EXTRACT =>
Reading with my mother, 1979.
My mother never lived to see any of her grandchildren. Each year as Mother’s Day rolls around, I’m reminded again of this fact. She died in the month of May when many of her own children were still young, surrounded by family in the living room of our home.
I remember visiting the Christmas before the cancer diagnosis. She said she had heartburn that wouldn’t stop. When she and my father drove me to the station for my return to San Francisco, I remember the heartburn was so bad that she paced around the waiting area trying to get the pain to subside. I remember my dad stopped her at one point to brush some lint from her jacket, and then kissed her. This is one of the images of their marriage I always remember.
Two months later she called me to let me know that a second opinion had revealed that the heartburn wasn’t acid reflux. It was terminal esophageal cancer. I was already slated for a pilgrimage to Europe and she urged me to go and pray for her along the way. I flew directly back from the pilgrimage to Vermont. By this time she was in hospice care at home.

EXERCISE INSTRUCTIONS =>
1 – According to the passage about the writer's mother, what did the second opinion reveal?
2 – Name every place that the passage about the writer's mother mentions by name.
3 – Please continue the passage about the writer's mother, starting right after its final sentence.

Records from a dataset
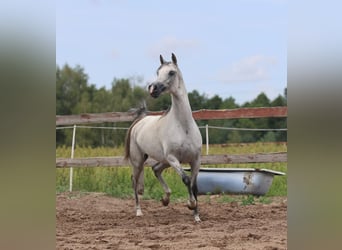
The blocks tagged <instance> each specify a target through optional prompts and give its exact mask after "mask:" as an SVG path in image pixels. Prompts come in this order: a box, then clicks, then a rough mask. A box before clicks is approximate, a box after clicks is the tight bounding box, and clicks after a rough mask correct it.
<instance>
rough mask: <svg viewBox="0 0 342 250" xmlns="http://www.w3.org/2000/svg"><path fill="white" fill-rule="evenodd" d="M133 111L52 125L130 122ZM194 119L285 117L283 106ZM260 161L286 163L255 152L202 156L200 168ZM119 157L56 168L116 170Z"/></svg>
mask: <svg viewBox="0 0 342 250" xmlns="http://www.w3.org/2000/svg"><path fill="white" fill-rule="evenodd" d="M162 113H163V112H148V113H147V114H148V115H160V114H162ZM136 116H137V114H136V113H135V112H111V113H100V114H81V115H67V116H60V115H57V116H56V125H57V126H60V125H74V124H90V123H104V122H124V121H133V120H134V119H135V118H136ZM193 117H194V119H195V120H213V119H239V118H268V117H287V107H267V108H264V107H263V108H239V109H225V110H199V111H194V112H193ZM264 162H287V152H281V153H266V154H265V153H262V154H261V153H258V154H244V155H227V154H222V155H203V156H202V157H201V165H210V164H238V163H264ZM154 163H155V161H154V160H152V159H148V160H147V161H146V163H145V164H147V165H151V164H154ZM127 165H128V164H127V162H125V161H124V159H123V157H91V158H74V159H72V158H57V159H56V167H57V168H66V167H100V166H101V167H120V166H127Z"/></svg>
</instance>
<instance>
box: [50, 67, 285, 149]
mask: <svg viewBox="0 0 342 250" xmlns="http://www.w3.org/2000/svg"><path fill="white" fill-rule="evenodd" d="M136 81H137V79H135V78H129V79H126V78H120V79H117V78H114V79H113V82H112V86H111V89H106V88H105V87H101V88H97V87H96V85H95V84H90V83H89V77H88V75H87V74H86V73H85V72H84V69H83V68H82V67H81V66H79V65H77V66H75V67H71V66H69V65H68V64H65V65H64V66H63V67H59V66H58V65H57V66H56V115H71V114H81V113H104V112H127V111H129V110H130V109H132V108H138V107H141V106H142V105H146V107H147V109H148V110H150V111H158V110H167V109H168V108H169V107H170V105H171V98H170V96H169V95H161V96H160V97H159V98H157V99H154V98H152V97H150V96H149V94H148V92H147V91H146V89H145V88H143V87H141V86H139V85H136ZM283 94H284V95H281V94H279V96H278V97H276V98H275V99H274V100H270V99H269V98H268V97H267V96H266V94H265V93H263V92H262V93H260V94H259V95H258V96H257V97H256V98H255V99H253V100H251V101H250V102H246V103H244V104H243V105H238V104H237V103H236V102H235V99H234V98H233V97H232V96H230V97H228V98H225V99H222V98H221V97H220V96H219V95H215V96H213V97H211V98H209V97H208V96H207V95H205V94H200V93H199V92H198V91H197V90H193V91H192V92H189V93H188V96H189V101H190V105H191V108H192V110H199V109H235V108H243V107H276V106H286V105H287V89H286V88H285V90H284V93H283ZM197 124H198V125H199V126H205V125H206V124H208V125H210V126H219V127H235V128H262V129H268V128H272V129H274V128H286V127H287V125H286V118H258V119H246V118H243V119H230V120H201V121H197ZM92 126H101V127H129V126H130V122H120V123H104V124H93V125H92ZM201 133H202V137H203V138H205V130H204V129H201ZM125 134H126V130H124V129H86V128H79V129H77V137H76V145H77V146H90V147H98V146H119V145H122V144H123V143H124V138H125ZM71 138H72V129H58V130H57V129H56V146H62V145H71ZM209 138H210V143H213V144H214V143H237V142H258V141H287V132H286V131H237V130H219V129H210V131H209ZM203 140H204V139H203ZM204 142H205V141H204Z"/></svg>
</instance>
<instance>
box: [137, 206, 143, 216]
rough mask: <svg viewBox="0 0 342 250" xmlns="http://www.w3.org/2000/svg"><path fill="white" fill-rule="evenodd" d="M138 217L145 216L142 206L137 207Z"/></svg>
mask: <svg viewBox="0 0 342 250" xmlns="http://www.w3.org/2000/svg"><path fill="white" fill-rule="evenodd" d="M136 215H137V217H140V216H143V213H142V211H141V209H140V208H137V213H136Z"/></svg>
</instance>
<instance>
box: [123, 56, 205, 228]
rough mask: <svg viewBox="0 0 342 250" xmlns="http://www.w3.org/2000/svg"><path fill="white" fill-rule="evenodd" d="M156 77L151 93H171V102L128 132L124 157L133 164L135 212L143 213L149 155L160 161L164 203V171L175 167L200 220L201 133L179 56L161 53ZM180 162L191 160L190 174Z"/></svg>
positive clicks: (151, 84)
mask: <svg viewBox="0 0 342 250" xmlns="http://www.w3.org/2000/svg"><path fill="white" fill-rule="evenodd" d="M160 63H161V65H160V67H159V68H158V70H157V80H156V81H154V82H153V83H151V84H150V85H149V86H148V90H149V93H150V95H151V96H152V97H154V98H157V97H159V95H160V94H162V93H170V95H171V100H172V105H171V108H170V109H169V111H168V112H167V113H166V114H164V115H162V116H145V117H143V118H142V119H138V120H136V121H135V122H134V123H133V124H132V125H131V127H130V129H129V130H128V132H127V136H126V148H125V151H126V152H125V158H126V159H129V160H130V162H131V164H132V165H133V175H132V183H133V188H134V194H135V202H136V215H137V216H142V211H141V207H140V203H139V196H138V195H139V194H142V193H143V187H144V162H145V161H146V159H147V158H148V157H151V158H153V159H155V160H156V161H157V162H158V163H157V164H155V165H154V166H153V167H152V169H153V171H154V173H155V175H156V177H157V178H158V180H159V182H160V183H161V185H162V186H163V189H164V191H165V196H164V197H163V198H162V203H163V205H164V206H167V205H168V204H169V202H170V195H171V190H170V188H169V187H168V185H167V184H166V182H165V181H164V179H163V177H162V172H163V170H164V169H166V168H168V167H170V166H171V167H173V168H174V169H175V170H176V172H177V173H178V174H179V175H180V177H181V178H182V180H183V182H184V184H185V185H186V186H187V188H188V191H189V201H188V208H189V209H191V210H194V219H195V221H197V222H199V221H201V220H200V217H199V213H198V204H197V175H198V171H199V168H200V156H201V148H202V136H201V133H200V131H199V129H198V126H197V124H196V122H195V120H194V119H193V117H192V111H191V107H190V103H189V99H188V94H187V91H186V89H185V86H184V82H183V77H182V73H181V71H180V70H179V68H178V65H177V58H176V56H175V55H174V54H173V53H172V62H166V61H164V59H163V57H162V56H161V55H160ZM181 163H189V164H190V166H191V177H189V176H188V175H187V174H186V173H185V172H184V170H183V168H182V166H181Z"/></svg>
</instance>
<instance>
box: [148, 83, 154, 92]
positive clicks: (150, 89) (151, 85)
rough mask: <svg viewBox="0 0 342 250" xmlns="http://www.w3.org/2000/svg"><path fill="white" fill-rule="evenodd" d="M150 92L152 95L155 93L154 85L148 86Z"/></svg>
mask: <svg viewBox="0 0 342 250" xmlns="http://www.w3.org/2000/svg"><path fill="white" fill-rule="evenodd" d="M148 91H149V92H150V94H152V93H153V91H154V85H153V84H150V85H149V86H148Z"/></svg>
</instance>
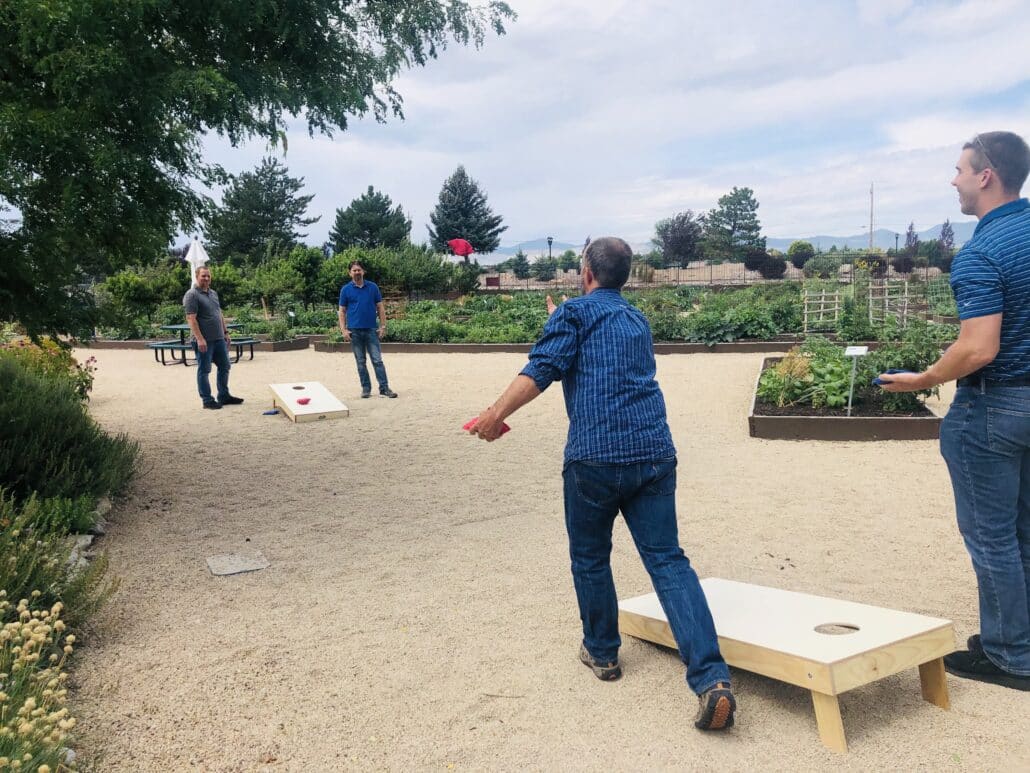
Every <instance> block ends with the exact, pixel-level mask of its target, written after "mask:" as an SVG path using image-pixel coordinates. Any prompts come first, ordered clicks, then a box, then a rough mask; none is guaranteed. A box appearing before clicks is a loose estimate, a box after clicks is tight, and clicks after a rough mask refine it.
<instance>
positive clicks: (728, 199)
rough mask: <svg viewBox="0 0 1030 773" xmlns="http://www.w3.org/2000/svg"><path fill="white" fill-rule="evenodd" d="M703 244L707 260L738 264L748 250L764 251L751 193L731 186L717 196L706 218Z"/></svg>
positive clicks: (752, 192) (744, 255)
mask: <svg viewBox="0 0 1030 773" xmlns="http://www.w3.org/2000/svg"><path fill="white" fill-rule="evenodd" d="M703 245H705V255H706V257H708V258H714V259H717V260H725V261H741V260H744V256H745V255H746V254H747V253H748V251H749V250H751V249H763V250H764V249H765V237H763V236H762V227H761V224H760V223H759V222H758V201H757V200H756V199H755V192H754V191H752V190H751V189H750V188H736V187H735V186H734V187H733V190H731V191H730V192H729V193H728V194H726V195H725V196H722V197H720V199H719V202H718V204H717V205H716V207H715V208H714V209H713V210H712V211H710V212H709V213H708V215H707V216H706V219H705V235H703Z"/></svg>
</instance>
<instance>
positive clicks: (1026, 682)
mask: <svg viewBox="0 0 1030 773" xmlns="http://www.w3.org/2000/svg"><path fill="white" fill-rule="evenodd" d="M945 671H947V672H948V673H950V674H954V675H955V676H960V677H962V678H963V679H975V680H976V681H986V682H988V683H989V684H999V685H1001V686H1002V687H1011V688H1012V690H1021V691H1023V692H1030V676H1020V675H1019V674H1010V673H1008V672H1007V671H1002V670H1001V669H1000V668H998V667H997V666H995V665H994V663H993V662H992V661H991V660H990V659H988V657H987V656H986V654H985V653H984V650H983V649H981V650H980V651H979V652H977V651H971V650H968V649H963V650H960V651H958V652H952V653H951V654H946V656H945Z"/></svg>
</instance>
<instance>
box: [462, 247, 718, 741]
mask: <svg viewBox="0 0 1030 773" xmlns="http://www.w3.org/2000/svg"><path fill="white" fill-rule="evenodd" d="M631 261H632V249H631V248H630V246H629V245H628V244H627V243H626V242H625V241H623V240H622V239H617V238H613V237H606V238H603V239H597V240H595V241H592V242H590V243H589V244H588V245H587V246H586V248H585V249H584V253H583V269H582V274H581V275H582V281H583V295H582V296H581V297H579V298H574V299H573V300H571V301H568V302H565V303H563V304H561V305H560V306H558V307H555V306H554V304H553V303H552V302H551V300H550V298H548V310H549V312H550V316H549V318H548V321H547V325H546V326H545V327H544V332H543V334H542V335H541V337H540V340H539V341H537V344H536V345H535V346H534V347H533V350H531V351H530V352H529V362H528V364H527V365H526V366H525V367H524V368H523V369H522V371H521V372H520V373H519V375H518V376H516V377H515V380H514V381H512V383H511V385H509V388H508V389H507V390H506V391H505V393H504V394H503V395H502V396H501V397H500V398H499V399H497V401H496V402H495V403H494V404H493V405H491V406H490V407H489V408H487V409H486V410H484V411H483V412H482V413H481V414H480V415H479V418H478V421H477V422H476V424H475V425H474V426H473V427H472V428H471V429H470V432H471V433H473V434H475V435H478V436H479V437H481V438H483V439H484V440H488V441H492V440H496V439H497V438H499V437H500V436H501V433H502V431H503V428H504V419H505V418H506V417H508V416H509V415H511V414H512V413H514V412H515V411H516V410H518V409H519V408H520V407H522V406H523V405H525V404H526V403H528V402H529V401H530V400H533V399H535V398H536V397H537V396H538V395H540V394H541V393H542V392H543V391H544V390H546V389H547V388H548V386H549V385H550V384H551V382H552V381H557V380H560V381H561V386H562V390H563V392H564V398H565V410H567V411H568V413H569V438H568V442H567V444H565V453H564V468H563V471H562V477H563V479H564V503H565V528H567V530H568V532H569V548H570V554H571V557H572V570H573V580H574V583H575V585H576V598H577V600H578V602H579V608H580V618H581V619H582V621H583V642H582V644H581V646H580V660H581V661H582V662H583V663H584V665H586V666H588V667H589V668H590V669H591V670H592V671H593V673H594V674H595V675H596V676H597V677H598V678H599V679H605V680H610V679H618V678H619V677H620V676H621V675H622V669H621V667H620V666H619V661H618V651H619V645H620V644H621V643H622V642H621V639H620V638H619V627H618V616H619V612H618V598H617V596H616V593H615V583H614V581H613V579H612V568H611V552H612V527H613V525H614V523H615V518H616V516H617V515H618V514H619V512H620V511H621V512H622V515H623V517H624V518H625V520H626V526H627V527H628V528H629V533H630V534H631V535H632V538H633V542H634V543H636V544H637V549H638V551H639V552H640V556H641V559H642V560H643V562H644V566H645V567H646V568H647V570H648V573H649V574H650V575H651V581H652V582H653V583H654V589H655V592H656V593H657V595H658V599H659V601H660V602H661V606H662V608H663V609H664V610H665V615H666V617H667V618H668V625H670V628H671V629H672V631H673V636H674V637H675V639H676V643H677V645H678V647H679V649H680V657H681V658H682V659H683V662H684V664H685V665H686V667H687V683H688V684H689V685H690V687H691V688H692V690H693V691H694V693H696V694H697V695H698V697H699V698H698V700H699V707H698V711H697V716H696V717H695V719H694V725H695V726H696V727H697V728H699V729H701V730H722V729H725V728H728V727H730V726H732V724H733V712H734V710H735V708H736V702H735V699H734V698H733V695H732V693H731V692H730V685H729V670H728V669H727V667H726V663H725V661H723V659H722V656H721V653H720V652H719V643H718V639H717V638H716V632H715V625H714V623H713V620H712V613H711V611H710V610H709V606H708V601H707V600H706V599H705V592H703V591H702V590H701V586H700V583H699V582H698V580H697V575H696V573H695V572H694V570H693V568H691V566H690V562H689V561H688V560H687V557H686V556H684V553H683V550H682V548H681V547H680V544H679V535H678V531H677V520H676V447H675V446H674V445H673V437H672V434H671V433H670V431H668V424H667V422H666V419H665V400H664V398H663V397H662V394H661V390H660V389H659V386H658V382H657V381H656V380H655V361H654V345H653V342H652V339H651V330H650V328H649V327H648V324H647V320H646V318H645V317H644V314H642V313H641V312H640V310H639V309H637V308H634V307H633V306H631V305H629V303H628V302H627V301H626V300H625V299H624V298H623V297H622V293H621V289H622V285H623V284H625V282H626V279H627V278H628V277H629V268H630V264H631Z"/></svg>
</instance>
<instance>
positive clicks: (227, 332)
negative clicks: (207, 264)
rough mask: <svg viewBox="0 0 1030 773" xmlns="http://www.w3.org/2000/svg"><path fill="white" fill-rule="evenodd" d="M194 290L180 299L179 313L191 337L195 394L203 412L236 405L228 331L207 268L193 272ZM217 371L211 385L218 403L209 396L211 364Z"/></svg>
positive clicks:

ANSWER LIST =>
1 – It revealed that the heartburn was terminal esophageal cancer, not acid reflux.

2 – San Francisco, Europe, Vermont

3 –
I remember helping shift her in her bed, helping her get up to walk around. The pain medication made everything confusing. She thought I was a doctor or a nurse at one point. She thought she was in the hospital giving birth, and asked me if the baby was okay. I told her he was. My father put his arm around her and helped her to the bathroom. This is another image from my parents’ marriage that I will always remember.
She died with relics of her favorite saints in the room: Padre Pio and Faustina. The priest came and anointed her just before she died.
I remember feeling guilty when on same day that she died we siblings talked about our memories of our mother, and we laughed about how funny she could be. Then I remembered how much she liked to laugh; a great, loud, hearty laugh.
I remember how she loved to read to us. How she would read Dickens and Wodehouse and Tolkien and the Hardy Boys. The voices she performed to identify each character would sometimes get mixed up, and she would laugh until she got tears in her eyes at the silliness.
I remember that one of the sayings she had put up to display at home was G. K. Chesterton’s “Angels can fly because they can take themselves lightly.” When I delivered her eulogy, I quoted it.
She has twelve grandchildren now, lively little boys and girls living around the country. The other day I listened from the other room as my six-year-old daughter read aloud to her brothers. She got to the silly part and gave a great, loud, hearty laugh.
Happy Mother’s Day, Mom. We miss you.
carleolson
May 7, 2015 at 5:33 pm
Thank you, John, for sharing this.
John Herreid
May 7, 2015 at 6:11 pm
Thanks, Carl. It’s been thirteen years, but every May it seems like it just happened yesterday.
priest's wife (@byzcathwife)
May 8, 2015 at 3:35 pm
eternal memory!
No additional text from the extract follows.